**Short problem**
Please give the listing again, word for word, with nothing left out.

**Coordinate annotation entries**

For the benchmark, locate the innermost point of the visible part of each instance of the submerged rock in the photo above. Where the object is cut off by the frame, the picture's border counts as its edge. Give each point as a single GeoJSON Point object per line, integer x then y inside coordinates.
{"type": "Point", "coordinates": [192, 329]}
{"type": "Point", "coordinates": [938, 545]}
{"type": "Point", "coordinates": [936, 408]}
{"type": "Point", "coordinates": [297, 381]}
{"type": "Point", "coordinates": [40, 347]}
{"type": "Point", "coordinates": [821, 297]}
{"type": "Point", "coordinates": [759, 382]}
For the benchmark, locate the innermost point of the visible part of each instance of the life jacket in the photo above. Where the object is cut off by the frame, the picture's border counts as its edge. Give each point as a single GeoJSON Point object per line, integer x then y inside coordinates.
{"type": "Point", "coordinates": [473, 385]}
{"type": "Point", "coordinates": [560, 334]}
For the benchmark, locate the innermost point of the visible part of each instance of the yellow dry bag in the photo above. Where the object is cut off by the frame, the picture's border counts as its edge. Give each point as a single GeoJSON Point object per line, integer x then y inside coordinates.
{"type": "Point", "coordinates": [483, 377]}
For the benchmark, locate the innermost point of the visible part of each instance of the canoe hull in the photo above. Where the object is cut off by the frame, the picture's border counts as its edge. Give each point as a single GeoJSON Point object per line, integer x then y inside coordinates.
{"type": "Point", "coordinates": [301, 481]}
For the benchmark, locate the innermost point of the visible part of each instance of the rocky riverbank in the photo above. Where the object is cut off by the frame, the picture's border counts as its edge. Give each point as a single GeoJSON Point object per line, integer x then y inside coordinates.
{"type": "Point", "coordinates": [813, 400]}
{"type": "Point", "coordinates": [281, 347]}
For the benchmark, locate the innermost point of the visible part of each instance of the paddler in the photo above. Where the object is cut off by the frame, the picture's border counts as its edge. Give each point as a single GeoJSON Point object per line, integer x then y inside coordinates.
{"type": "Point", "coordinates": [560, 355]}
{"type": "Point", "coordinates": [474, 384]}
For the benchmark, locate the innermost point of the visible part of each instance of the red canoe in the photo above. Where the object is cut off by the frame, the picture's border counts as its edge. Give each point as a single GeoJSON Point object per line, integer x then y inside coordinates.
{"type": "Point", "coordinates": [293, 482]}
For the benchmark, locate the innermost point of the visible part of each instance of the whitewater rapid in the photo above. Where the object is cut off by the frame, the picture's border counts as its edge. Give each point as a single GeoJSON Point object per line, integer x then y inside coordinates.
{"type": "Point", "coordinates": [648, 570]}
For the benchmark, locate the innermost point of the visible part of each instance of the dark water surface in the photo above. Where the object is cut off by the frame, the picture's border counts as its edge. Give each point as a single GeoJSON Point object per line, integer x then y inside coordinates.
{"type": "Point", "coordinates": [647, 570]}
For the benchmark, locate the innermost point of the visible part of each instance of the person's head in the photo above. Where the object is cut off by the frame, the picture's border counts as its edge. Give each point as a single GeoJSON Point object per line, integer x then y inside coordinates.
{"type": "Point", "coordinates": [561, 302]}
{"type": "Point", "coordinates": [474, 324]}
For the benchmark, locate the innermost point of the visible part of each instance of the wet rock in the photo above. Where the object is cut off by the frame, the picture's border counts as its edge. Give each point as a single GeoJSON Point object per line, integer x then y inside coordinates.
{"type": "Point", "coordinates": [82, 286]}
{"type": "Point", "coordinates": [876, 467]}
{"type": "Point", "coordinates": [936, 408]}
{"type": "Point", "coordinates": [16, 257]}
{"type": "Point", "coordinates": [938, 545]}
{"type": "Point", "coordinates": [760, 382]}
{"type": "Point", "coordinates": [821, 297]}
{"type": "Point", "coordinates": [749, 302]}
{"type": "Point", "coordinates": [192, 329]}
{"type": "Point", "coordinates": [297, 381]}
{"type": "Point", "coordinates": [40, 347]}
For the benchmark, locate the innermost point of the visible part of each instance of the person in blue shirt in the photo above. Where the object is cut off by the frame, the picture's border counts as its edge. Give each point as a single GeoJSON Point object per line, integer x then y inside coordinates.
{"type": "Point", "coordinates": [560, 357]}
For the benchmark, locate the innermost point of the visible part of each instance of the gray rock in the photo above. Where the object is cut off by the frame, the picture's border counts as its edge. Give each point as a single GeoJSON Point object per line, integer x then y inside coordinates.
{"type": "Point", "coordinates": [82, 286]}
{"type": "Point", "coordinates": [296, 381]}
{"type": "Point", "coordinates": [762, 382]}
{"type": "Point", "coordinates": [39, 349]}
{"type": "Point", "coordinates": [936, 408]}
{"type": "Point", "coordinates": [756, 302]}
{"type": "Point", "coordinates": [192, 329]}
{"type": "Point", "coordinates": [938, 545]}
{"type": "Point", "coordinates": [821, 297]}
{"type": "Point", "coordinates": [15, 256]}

**Solution to this problem**
For the benchmark, locate the innermost point of the visible part of each instance of the submerged rock in the photo above. Where the object is cut off by the frame, the picture's border counts as its edge. Give each point as a single GeoJSON Point object per line, integer x then y inside coordinates.
{"type": "Point", "coordinates": [192, 329]}
{"type": "Point", "coordinates": [938, 545]}
{"type": "Point", "coordinates": [936, 408]}
{"type": "Point", "coordinates": [297, 381]}
{"type": "Point", "coordinates": [40, 347]}
{"type": "Point", "coordinates": [821, 297]}
{"type": "Point", "coordinates": [759, 382]}
For the benchmark, locate the innermost point of the visible part of each instance of the life jacket in the photo above. Where the object is cut off by the frame, the picture's border counts as its edge. Give each point as a single GeoJSON Point object per line, integer x then y inside coordinates.
{"type": "Point", "coordinates": [473, 385]}
{"type": "Point", "coordinates": [560, 334]}
For the benchmark, locate the innermost point of the visible part of each instance of the yellow dry bag in the photo above. Where the object is cut off by the frame, the picture's border counts as its edge. Give each point as a single GeoJSON Point object per line, integer x then y inside coordinates.
{"type": "Point", "coordinates": [483, 377]}
For the benchmark, locate the innermost point of the visible part of each instance of the canoe hull in the photo above. Where the object is cut off by the frame, the picture's border counts as its edge. Give each point as a single GeoJSON Point object per line, integer x then y inside coordinates.
{"type": "Point", "coordinates": [301, 481]}
For the benchmark, locate the innermost point of the visible part of each instance of the rocky riverbank in the photo above. Where the object is cut off by the frame, the picture's border counts as its edge. Give each point as a single GeoJSON Point object per line, integer x then y inside coordinates.
{"type": "Point", "coordinates": [813, 400]}
{"type": "Point", "coordinates": [281, 347]}
For the benchmark, locate the innermost point of the visible part of each instance of the paddler in the photo above. Where the object is cut off by the frame, the picture's border counts as its edge. Give each point as a single GeoJSON Point object per line, integer x then y inside coordinates.
{"type": "Point", "coordinates": [560, 355]}
{"type": "Point", "coordinates": [474, 384]}
For the benchmark, locate the innermost point of the visible part of each instance of the red canoe in the photo above. Where the object is cut off by the frame, the picture's border counts as its edge. Give each point as a single GeoJSON Point object per line, integer x then y inside coordinates.
{"type": "Point", "coordinates": [293, 482]}
For the benchmark, locate the innermost point of the visible part of each instance of the whitewater rapid in the photo above. Where the object is cut off by the frame, the picture's border counts as its edge. Give each point as a single GeoJSON Point object per line, integer x then y inside coordinates.
{"type": "Point", "coordinates": [648, 570]}
For the benchmark, locate the innermost point of the visible part of each instance of the dark water surface in the photo above. Where the object is cut off by the frame, the picture's border counts as its edge. Give each point as a single GeoJSON Point object per line, integer x then y inside coordinates.
{"type": "Point", "coordinates": [647, 570]}
For the benchmark, locate the innermost point of the visible part of each instance of the person's head in the photo above. Where the object is cut off by the frame, the picture's border counts as its edge. Give each point as a single GeoJSON Point object per line, integer x then y inside coordinates.
{"type": "Point", "coordinates": [561, 302]}
{"type": "Point", "coordinates": [474, 324]}
For the benchmark, locate the innermost point of the visible part of each instance of the wet rock in the photo above. Where the object is cut off by the frame, the picture's border counts as its edge. Give each point as a single GeoJSON Point object per line, integer x then y inside coordinates.
{"type": "Point", "coordinates": [82, 286]}
{"type": "Point", "coordinates": [876, 467]}
{"type": "Point", "coordinates": [936, 408]}
{"type": "Point", "coordinates": [16, 257]}
{"type": "Point", "coordinates": [938, 545]}
{"type": "Point", "coordinates": [760, 382]}
{"type": "Point", "coordinates": [821, 297]}
{"type": "Point", "coordinates": [749, 302]}
{"type": "Point", "coordinates": [192, 329]}
{"type": "Point", "coordinates": [297, 381]}
{"type": "Point", "coordinates": [40, 347]}
For the benchmark, locate the innermost point of the visible part of each instance of the person in blue shirt in the photo above. Where the object is cut off by the frame, the picture's border counts as its edge. Give each point as a single GeoJSON Point object per line, integer x then y inside coordinates.
{"type": "Point", "coordinates": [560, 357]}
For the benchmark, locate the innermost point of the visible part of each instance of the gray rock in the photo above. Where the object is cut off by the frame, the picture's border counts as its edge. Give each point as a single GeoJSON Point object per line, integer x then y inside coordinates.
{"type": "Point", "coordinates": [82, 286]}
{"type": "Point", "coordinates": [296, 381]}
{"type": "Point", "coordinates": [762, 382]}
{"type": "Point", "coordinates": [39, 349]}
{"type": "Point", "coordinates": [936, 408]}
{"type": "Point", "coordinates": [756, 302]}
{"type": "Point", "coordinates": [192, 329]}
{"type": "Point", "coordinates": [938, 545]}
{"type": "Point", "coordinates": [821, 297]}
{"type": "Point", "coordinates": [15, 256]}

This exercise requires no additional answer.